··· EXCERPTED TEXT

A Generic Repository and Unit of Work Implementation for Entity Framework

You may be familiar with my previous posts describing the implementation of design patterns for Entity Framework.  It started with using generics for lookup tables, and followed with a generic CRUD repository.  This strategy follows along with our SSW rule, Do you use the Repository Pattern for data access.

In the lead up to SSW's recent Enterprise MVC course, I had lots of discussions with Adam Stephensen and Eric Phan about whether we could do a better job with this pattern.  We've come up with what we think is a great solution that includes the Unit of Work pattern as well.

We felt it was really important to separate the domain models, the repositories, and the context; a separation that's not made by Entity Framework. Doing so gave us some really important benefits.  Testing is made much easier.  For one, we can mock our context enabling us to test our repositories without going back to the database.  We can also mock the repositories to test the code that calls it.

A quick shout-out to Adrian Clark who suggested this separation in the comments last time.

We also used Inversion of Control to inject a context into the repository.  We could have had a reference to each of our repositories in our context, but inverting this relationship meant that we only needed to instantiate those repositories we were actually using.  It means less overhead and a looser coupling between the context and each repository.

First, we create our IUnitOfWork and our IGenericRepository.

······
··· GIVEN INFORMATION

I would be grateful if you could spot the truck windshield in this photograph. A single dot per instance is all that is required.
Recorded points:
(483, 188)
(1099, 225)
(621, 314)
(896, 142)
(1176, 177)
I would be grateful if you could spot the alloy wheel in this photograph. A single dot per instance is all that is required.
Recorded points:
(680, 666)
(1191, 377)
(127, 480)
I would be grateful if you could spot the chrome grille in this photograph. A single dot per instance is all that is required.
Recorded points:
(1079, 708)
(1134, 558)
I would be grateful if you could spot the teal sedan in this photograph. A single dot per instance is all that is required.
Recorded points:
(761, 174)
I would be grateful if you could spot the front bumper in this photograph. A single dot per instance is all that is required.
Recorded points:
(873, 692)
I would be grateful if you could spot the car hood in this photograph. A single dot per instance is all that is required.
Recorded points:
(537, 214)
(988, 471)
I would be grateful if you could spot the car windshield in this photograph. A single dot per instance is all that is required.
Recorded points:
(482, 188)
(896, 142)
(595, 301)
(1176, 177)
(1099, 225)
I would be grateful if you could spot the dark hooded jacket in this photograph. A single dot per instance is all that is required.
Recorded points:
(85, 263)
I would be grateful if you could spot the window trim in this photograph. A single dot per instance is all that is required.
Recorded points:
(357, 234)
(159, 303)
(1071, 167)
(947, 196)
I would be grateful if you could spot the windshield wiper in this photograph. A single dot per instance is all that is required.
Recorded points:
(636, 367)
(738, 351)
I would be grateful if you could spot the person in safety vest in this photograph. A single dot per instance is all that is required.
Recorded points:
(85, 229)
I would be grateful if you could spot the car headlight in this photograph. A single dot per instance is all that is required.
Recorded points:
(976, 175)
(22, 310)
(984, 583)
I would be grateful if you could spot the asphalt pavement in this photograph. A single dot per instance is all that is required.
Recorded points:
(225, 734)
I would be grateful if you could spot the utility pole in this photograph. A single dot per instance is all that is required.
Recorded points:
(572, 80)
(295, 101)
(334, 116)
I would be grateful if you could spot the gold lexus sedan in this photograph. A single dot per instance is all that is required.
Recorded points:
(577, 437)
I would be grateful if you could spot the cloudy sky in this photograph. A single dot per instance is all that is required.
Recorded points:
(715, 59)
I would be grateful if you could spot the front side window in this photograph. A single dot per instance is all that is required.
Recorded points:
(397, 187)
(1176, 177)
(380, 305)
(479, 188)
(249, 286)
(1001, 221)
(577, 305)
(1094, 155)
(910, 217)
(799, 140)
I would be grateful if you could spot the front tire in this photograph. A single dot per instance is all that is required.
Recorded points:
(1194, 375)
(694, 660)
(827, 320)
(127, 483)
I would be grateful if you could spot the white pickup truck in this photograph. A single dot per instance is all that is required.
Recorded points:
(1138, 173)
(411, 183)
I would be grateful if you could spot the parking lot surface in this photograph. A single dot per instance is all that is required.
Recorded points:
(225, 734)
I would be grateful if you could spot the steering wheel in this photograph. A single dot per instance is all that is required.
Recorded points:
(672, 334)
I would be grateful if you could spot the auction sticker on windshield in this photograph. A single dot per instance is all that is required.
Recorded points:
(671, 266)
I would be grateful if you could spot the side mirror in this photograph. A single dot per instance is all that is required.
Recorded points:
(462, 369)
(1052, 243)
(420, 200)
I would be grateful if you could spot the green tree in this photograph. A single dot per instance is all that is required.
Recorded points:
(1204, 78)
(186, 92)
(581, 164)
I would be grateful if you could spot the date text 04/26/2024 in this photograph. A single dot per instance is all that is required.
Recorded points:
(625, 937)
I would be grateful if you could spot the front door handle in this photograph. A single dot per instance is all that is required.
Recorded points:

······

• SET PROBLEM 1:
In the Entity Framework repository post, shorten the paragraph beginning "We felt it was really important" to two sentences, keeping its main facts.
• SET PROBLEM 2:
Carry on the Entity Framework repository post from its final sentence, going on to the next step.

• RIGHT ANSWER 1:
Keeping the domain models, the repositories, and the context apart (a separation Entity Framework does not make) brought important benefits, above all much easier testing. The context can be mocked to test the repositories without returning to the database, and the repositories can be mocked to test the code that calls them.

• RIGHT ANSWER 2:
[csharp]
public interface IUnitOfWork : IDisposable
{
DbSet<TEntity> Set<TEntity>() where TEntity : class;

int SaveChanges();

}
[/csharp]
[csharp]
public interface IGenericRepository<TEntity>
where TEntity : class
{
IQueryable<TEntity> Select();

IEnumerable<TEntity> GetAll();

IEnumerable<TEntity> Where(Func<TEntity, bool> predicate);

TEntity GetSingle(Func<TEntity, bool> predicate);

TEntity GetFirst(Func<TEntity, bool> predicate);

void Add(TEntity entity);

void Delete(TEntity entity);

void Attach(TEntity entity);

void Dispose(bool disposing);

void Dispose();

}
[/csharp]

Then, we create an interface for our specific context. In this example, we have a context with a set of customers. This context is essentially a unit of work, so we'll inherit that interface.

[csharp]
public interface ICustomerContext : IUnitOfWork
{
DbSet<Customer> Customers { get; set; }
}
[/csharp]

Next, we'll create a concrete GenericRepository instance. This is very similar to the version in my previous post, but take note of the repository that takes a context. We use this to inject our Unit of Work.

[csharp]
public class GenericRepository<TContext, TEntity> : IGenericRepository<TEntity>
where TContext : IUnitOfWork
where TEntity : class
{
protected TContext _context;
/// <summary>
/// Constructor that takes a context
/// </summary>
/// <param name="context">An established data context</param>
public GenericRepository(TContext context)
{
_context = context;
}

public IQueryable<TEntity> Select()
{
    return _context.Set<TEntity>().AsQueryable();
}

public IEnumerable<TEntity> GetAll()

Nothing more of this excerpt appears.